----- LISTED RECORDS
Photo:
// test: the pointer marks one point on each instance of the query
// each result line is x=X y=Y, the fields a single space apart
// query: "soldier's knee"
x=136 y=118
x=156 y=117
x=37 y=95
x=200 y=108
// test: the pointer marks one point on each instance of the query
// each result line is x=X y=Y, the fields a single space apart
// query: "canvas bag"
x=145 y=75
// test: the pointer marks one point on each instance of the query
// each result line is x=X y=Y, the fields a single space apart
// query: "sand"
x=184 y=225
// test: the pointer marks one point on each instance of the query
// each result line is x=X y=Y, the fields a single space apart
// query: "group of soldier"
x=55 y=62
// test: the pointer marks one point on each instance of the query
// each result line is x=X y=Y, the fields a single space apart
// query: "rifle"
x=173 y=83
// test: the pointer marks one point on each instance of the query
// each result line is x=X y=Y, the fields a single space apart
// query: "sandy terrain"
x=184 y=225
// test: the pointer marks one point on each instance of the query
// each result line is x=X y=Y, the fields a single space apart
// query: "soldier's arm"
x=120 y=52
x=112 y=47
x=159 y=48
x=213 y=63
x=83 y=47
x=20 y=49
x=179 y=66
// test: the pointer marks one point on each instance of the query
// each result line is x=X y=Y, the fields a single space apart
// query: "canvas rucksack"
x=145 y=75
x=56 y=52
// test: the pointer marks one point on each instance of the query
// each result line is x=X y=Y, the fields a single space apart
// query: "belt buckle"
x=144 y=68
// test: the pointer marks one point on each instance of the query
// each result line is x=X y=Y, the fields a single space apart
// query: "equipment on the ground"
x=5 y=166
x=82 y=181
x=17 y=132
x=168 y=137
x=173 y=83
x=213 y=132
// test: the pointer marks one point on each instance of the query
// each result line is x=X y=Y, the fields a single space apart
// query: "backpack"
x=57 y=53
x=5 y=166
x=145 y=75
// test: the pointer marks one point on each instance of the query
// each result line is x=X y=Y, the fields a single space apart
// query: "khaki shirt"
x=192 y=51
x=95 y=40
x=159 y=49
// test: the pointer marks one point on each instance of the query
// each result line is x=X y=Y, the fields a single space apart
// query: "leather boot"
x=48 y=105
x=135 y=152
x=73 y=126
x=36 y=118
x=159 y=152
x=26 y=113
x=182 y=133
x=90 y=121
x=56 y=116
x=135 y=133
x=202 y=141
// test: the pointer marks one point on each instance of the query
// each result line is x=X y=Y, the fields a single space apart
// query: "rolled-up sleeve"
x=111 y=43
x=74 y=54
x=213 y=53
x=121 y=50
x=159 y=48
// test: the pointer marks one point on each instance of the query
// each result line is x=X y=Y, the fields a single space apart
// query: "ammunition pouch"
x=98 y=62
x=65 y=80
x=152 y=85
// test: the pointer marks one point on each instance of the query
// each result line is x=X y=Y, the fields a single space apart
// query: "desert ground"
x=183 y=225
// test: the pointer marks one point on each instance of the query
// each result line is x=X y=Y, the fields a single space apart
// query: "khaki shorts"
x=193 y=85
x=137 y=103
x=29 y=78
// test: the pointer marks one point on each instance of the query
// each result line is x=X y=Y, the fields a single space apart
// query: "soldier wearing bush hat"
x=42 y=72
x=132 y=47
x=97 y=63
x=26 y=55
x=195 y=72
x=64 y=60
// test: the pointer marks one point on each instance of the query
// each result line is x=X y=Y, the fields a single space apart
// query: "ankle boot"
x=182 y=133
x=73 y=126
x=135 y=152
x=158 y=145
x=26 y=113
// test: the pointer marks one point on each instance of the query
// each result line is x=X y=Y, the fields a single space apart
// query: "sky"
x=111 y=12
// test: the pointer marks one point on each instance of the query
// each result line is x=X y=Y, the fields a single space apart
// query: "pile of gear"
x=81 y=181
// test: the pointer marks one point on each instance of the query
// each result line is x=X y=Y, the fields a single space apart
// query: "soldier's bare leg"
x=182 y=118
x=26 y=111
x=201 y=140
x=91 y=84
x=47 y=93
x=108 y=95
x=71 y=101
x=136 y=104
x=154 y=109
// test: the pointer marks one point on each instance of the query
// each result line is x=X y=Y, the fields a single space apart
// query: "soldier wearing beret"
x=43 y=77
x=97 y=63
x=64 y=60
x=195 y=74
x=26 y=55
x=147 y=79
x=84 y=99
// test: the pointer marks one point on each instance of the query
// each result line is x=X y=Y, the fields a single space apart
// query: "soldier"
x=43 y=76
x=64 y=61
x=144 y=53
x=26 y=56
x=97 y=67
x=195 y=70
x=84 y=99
----------
• [REQUIRED WORK] Repeat every line of the listing without a single difference.

• [SOLVED EXERCISE]
Photo:
// test: the pointer marks one point on each instance of the query
// each result line is x=X y=Y, the fields a single space apart
// query: "soldier's knee"
x=136 y=118
x=156 y=117
x=37 y=95
x=200 y=108
// test: the pointer marks one point on each instance of the query
// each result line is x=X y=Y, the fields a single space apart
// query: "canvas bag"
x=145 y=75
// test: the pointer marks one point on each instance of the query
// each result line is x=X y=Y, the fields a single space apart
// query: "sand"
x=184 y=225
// test: the pointer marks one point on each instance of the query
// each result line is x=X y=Y, the fields a single space apart
// query: "group of soldier"
x=55 y=62
// test: the pointer marks one point on each instance of the query
// each result line is x=X y=Y, the fields a single space apart
// query: "rifle"
x=173 y=83
// test: the pointer marks one point on each instance of the query
// each result line is x=X y=Y, the fields a single space apart
// query: "sandy terrain"
x=184 y=225
// test: the pointer marks one point on each instance of the query
// each result line is x=X y=Y, the fields a single space apart
// query: "soldier's arm"
x=120 y=52
x=112 y=47
x=159 y=48
x=213 y=63
x=83 y=47
x=20 y=49
x=179 y=66
// test: the pointer marks one point on each instance of the query
// each result line is x=X y=Y, the fields a single space apart
// query: "canvas rucksack"
x=145 y=75
x=56 y=52
// test: the pointer marks one point on each instance of the query
// each result line is x=X y=Y, the fields a single space apart
// query: "belt buckle"
x=144 y=68
// test: the pointer marks one point on each instance of the query
// each result line is x=X y=Y, the fields a single space apart
// query: "equipment on the ground"
x=5 y=166
x=82 y=181
x=17 y=132
x=168 y=137
x=173 y=83
x=213 y=132
// test: the pointer marks one point on each instance of the query
// each result line is x=X y=Y, the fields a single space apart
// query: "backpack"
x=57 y=53
x=5 y=166
x=145 y=75
// test: the pointer marks one point on each instance of the query
// each result line is x=X y=Y, the fields a single space apart
// query: "khaki shirt"
x=192 y=51
x=95 y=40
x=159 y=49
// test: the pointer marks one point on each instance of the query
// each result line is x=X y=Y, the fields a single space apart
// query: "leather boot"
x=48 y=105
x=135 y=152
x=73 y=126
x=36 y=118
x=159 y=152
x=26 y=113
x=182 y=133
x=90 y=121
x=56 y=116
x=135 y=133
x=202 y=141
// test: the pointer marks one point on each instance of the query
// each result line is x=X y=Y, the fields a single space apart
// query: "rolled-up sleeve"
x=111 y=43
x=74 y=54
x=213 y=53
x=121 y=50
x=159 y=48
// test: the pointer marks one point on each instance of the query
// each result line is x=X y=Y, the fields a single space apart
// query: "ammunition pouch"
x=98 y=62
x=65 y=80
x=152 y=85
// test: the pointer marks one point on each instance of the query
// each result line is x=X y=Y, the fields a single space apart
// query: "desert ground"
x=183 y=225
// test: the pointer marks one point on each instance of the query
// each result line is x=X y=Y, the fields a single space apart
// query: "khaki shorts"
x=193 y=85
x=137 y=103
x=29 y=78
// test: the pointer marks one point on each instance of the query
// each result line is x=X y=Y, the fields a single space apart
// query: "soldier wearing bush hat"
x=42 y=72
x=132 y=47
x=97 y=63
x=26 y=55
x=195 y=72
x=64 y=60
// test: the pointer marks one point on each instance of the query
// each result line is x=X y=Y, the fields a single space apart
// query: "ankle boot"
x=182 y=133
x=73 y=126
x=135 y=152
x=158 y=145
x=26 y=113
// test: the pointer marks one point on each instance of the query
// each result line is x=X y=Y, the fields a single space apart
// query: "sky"
x=111 y=12
// test: the pointer marks one point on each instance of the query
// each result line is x=X y=Y, the fields a single space apart
// query: "pile of gear"
x=81 y=181
// test: the pointer marks one point on each instance of the query
// each result line is x=X y=Y, the fields a single space apart
// query: "soldier's bare leg"
x=182 y=118
x=26 y=111
x=201 y=140
x=91 y=84
x=47 y=93
x=108 y=95
x=71 y=101
x=136 y=104
x=154 y=109
// test: the pointer marks one point on each instance of the query
// each result line is x=X y=Y, the fields a single space apart
// query: "soldier wearing beret"
x=43 y=77
x=97 y=63
x=64 y=60
x=195 y=74
x=26 y=55
x=147 y=79
x=84 y=99
// test: the pointer marks one point on each instance of the query
// each result line is x=X y=Y, the fields a single space apart
// query: "soldier"
x=43 y=76
x=64 y=61
x=144 y=53
x=26 y=56
x=97 y=67
x=195 y=70
x=84 y=99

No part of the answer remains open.